__Material to process__
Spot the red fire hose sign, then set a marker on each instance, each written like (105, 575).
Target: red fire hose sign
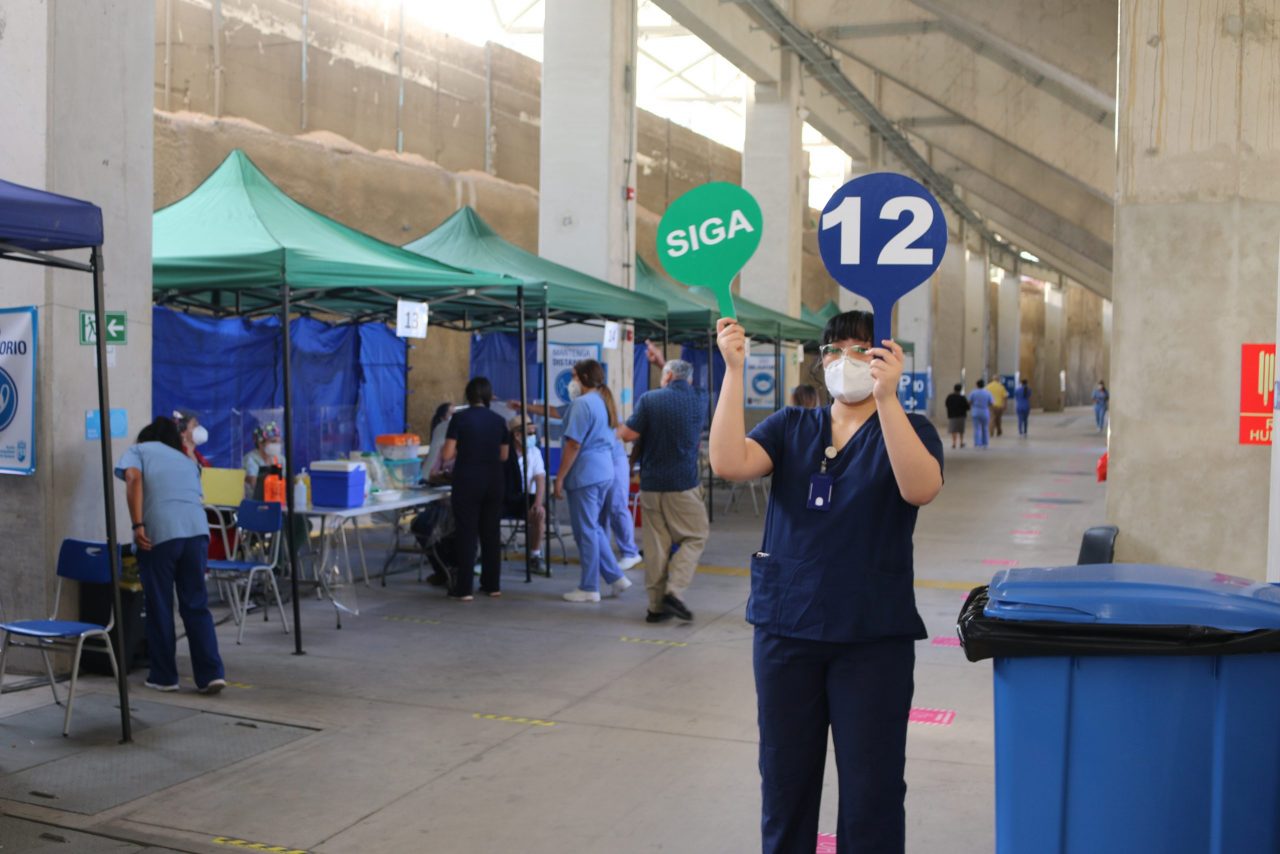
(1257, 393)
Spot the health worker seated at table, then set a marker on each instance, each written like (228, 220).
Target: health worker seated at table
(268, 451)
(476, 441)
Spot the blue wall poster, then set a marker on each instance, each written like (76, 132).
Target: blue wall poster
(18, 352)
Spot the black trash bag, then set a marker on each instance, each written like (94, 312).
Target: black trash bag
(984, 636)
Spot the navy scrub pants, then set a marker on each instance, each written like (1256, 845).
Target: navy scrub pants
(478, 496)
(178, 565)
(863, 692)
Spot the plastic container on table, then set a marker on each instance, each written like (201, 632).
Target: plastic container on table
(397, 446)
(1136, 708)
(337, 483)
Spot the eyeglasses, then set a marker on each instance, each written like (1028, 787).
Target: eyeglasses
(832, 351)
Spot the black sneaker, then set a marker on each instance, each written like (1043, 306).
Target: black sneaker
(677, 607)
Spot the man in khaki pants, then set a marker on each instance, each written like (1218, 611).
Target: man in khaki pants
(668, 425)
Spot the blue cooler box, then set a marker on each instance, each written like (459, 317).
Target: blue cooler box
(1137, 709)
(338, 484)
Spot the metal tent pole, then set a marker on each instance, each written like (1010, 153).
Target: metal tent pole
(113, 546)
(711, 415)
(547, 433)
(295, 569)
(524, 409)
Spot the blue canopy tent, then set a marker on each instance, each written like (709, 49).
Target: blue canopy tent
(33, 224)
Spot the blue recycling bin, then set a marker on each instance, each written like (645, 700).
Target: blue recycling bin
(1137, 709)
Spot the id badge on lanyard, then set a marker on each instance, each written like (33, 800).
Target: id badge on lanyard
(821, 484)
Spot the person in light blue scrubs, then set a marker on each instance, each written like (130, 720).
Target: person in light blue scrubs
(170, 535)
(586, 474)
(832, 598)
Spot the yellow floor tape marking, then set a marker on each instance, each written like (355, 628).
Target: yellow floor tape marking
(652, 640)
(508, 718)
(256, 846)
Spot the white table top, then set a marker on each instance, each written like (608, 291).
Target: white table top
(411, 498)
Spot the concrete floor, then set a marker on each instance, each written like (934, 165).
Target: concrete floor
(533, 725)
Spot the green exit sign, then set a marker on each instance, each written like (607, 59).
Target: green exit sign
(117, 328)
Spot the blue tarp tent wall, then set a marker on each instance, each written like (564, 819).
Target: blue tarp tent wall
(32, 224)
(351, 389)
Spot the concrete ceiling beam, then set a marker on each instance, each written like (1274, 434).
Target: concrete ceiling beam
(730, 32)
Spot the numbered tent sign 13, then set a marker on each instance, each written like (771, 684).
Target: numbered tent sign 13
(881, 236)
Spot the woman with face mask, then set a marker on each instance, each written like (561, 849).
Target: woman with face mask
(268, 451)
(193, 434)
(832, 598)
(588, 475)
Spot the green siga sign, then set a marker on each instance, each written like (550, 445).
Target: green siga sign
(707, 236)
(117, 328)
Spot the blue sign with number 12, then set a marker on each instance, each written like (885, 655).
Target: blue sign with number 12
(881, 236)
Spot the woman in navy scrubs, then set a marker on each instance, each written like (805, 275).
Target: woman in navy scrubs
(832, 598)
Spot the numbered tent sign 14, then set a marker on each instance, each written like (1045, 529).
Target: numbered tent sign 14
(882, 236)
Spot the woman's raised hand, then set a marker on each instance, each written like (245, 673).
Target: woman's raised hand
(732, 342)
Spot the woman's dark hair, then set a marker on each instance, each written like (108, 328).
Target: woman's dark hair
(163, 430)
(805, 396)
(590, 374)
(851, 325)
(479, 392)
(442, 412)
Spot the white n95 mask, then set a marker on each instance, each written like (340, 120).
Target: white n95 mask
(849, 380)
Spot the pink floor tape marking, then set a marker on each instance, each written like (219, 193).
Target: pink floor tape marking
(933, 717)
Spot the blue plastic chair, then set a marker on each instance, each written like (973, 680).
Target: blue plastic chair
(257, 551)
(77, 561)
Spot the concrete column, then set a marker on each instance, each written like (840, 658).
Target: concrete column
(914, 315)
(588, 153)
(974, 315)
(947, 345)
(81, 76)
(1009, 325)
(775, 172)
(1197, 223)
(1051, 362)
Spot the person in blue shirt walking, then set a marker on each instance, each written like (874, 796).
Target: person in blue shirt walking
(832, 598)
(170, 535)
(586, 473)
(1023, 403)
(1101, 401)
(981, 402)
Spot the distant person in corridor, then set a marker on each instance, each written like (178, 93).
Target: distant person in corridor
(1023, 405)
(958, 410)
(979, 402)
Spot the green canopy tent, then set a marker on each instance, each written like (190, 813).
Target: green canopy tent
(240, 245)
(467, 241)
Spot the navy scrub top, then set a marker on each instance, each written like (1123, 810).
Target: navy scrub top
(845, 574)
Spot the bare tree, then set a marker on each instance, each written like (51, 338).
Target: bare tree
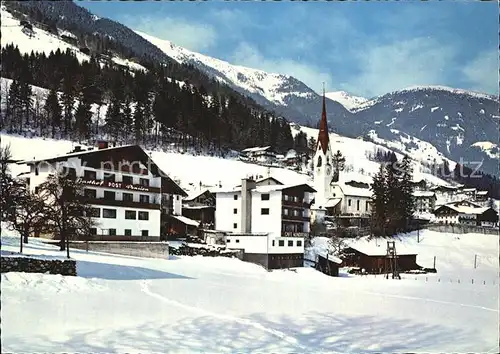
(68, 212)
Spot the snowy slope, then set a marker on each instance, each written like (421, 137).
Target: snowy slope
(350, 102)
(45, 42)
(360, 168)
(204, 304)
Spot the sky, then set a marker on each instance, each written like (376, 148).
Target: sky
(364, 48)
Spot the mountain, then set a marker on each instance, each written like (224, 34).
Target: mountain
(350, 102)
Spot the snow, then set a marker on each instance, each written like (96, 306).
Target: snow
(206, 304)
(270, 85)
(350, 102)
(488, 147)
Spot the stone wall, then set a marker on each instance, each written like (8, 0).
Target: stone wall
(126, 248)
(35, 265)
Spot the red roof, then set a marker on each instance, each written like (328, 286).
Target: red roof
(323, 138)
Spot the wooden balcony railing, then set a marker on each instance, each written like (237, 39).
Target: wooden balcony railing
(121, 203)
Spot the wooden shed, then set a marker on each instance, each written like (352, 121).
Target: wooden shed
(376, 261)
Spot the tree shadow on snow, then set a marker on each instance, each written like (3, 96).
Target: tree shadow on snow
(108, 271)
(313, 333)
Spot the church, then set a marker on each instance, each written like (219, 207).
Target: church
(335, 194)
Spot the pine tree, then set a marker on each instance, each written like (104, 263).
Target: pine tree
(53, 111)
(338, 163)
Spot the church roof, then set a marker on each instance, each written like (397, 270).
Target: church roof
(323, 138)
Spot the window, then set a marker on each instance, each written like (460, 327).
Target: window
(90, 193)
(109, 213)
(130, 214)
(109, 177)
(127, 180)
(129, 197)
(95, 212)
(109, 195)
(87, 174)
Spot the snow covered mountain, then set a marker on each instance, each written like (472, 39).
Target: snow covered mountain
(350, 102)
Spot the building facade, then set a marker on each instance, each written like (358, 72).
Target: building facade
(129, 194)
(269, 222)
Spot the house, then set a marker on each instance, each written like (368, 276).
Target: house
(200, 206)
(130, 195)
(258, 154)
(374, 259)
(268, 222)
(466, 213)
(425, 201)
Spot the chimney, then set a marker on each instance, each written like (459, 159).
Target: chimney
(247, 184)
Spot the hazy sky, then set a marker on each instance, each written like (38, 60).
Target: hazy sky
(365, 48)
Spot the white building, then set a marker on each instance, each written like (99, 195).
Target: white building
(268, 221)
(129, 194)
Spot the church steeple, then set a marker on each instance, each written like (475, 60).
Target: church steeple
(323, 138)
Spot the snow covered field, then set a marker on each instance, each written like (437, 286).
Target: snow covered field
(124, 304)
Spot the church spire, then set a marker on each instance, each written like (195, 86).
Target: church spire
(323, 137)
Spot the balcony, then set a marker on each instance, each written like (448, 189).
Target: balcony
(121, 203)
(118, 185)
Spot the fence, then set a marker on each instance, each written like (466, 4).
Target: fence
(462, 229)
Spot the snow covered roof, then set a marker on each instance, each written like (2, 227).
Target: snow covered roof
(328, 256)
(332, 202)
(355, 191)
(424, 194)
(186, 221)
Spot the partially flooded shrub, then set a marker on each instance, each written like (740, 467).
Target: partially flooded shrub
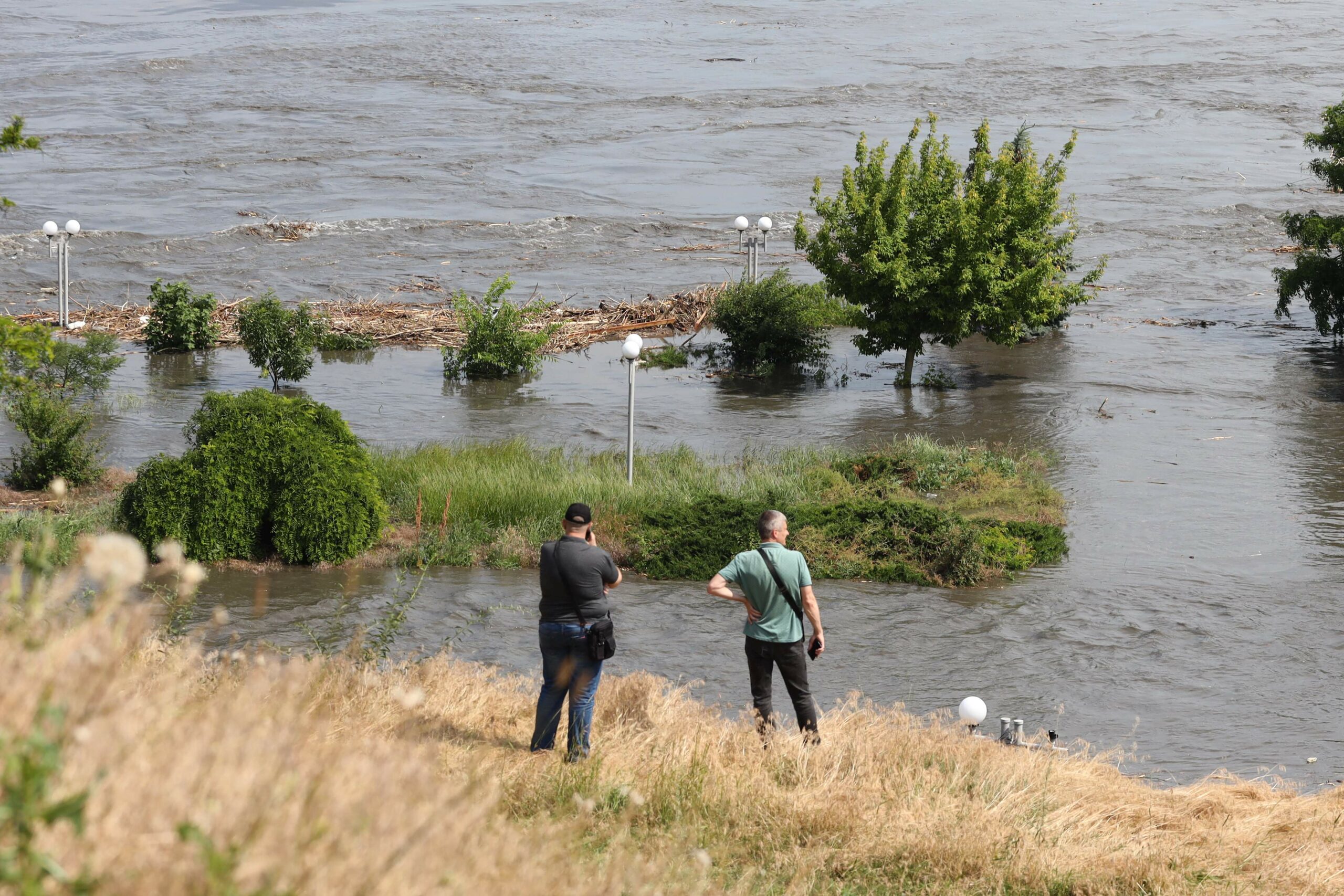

__What to work on__
From the line that holds "Spot the partially" to the last line of the data, return those lines exactly and nothing else; both ends count, and pictures stay out.

__Exercise answer__
Spot the partially flooded shrub, then set a marker on each instance, each written like (740, 467).
Target: partially flooded shrub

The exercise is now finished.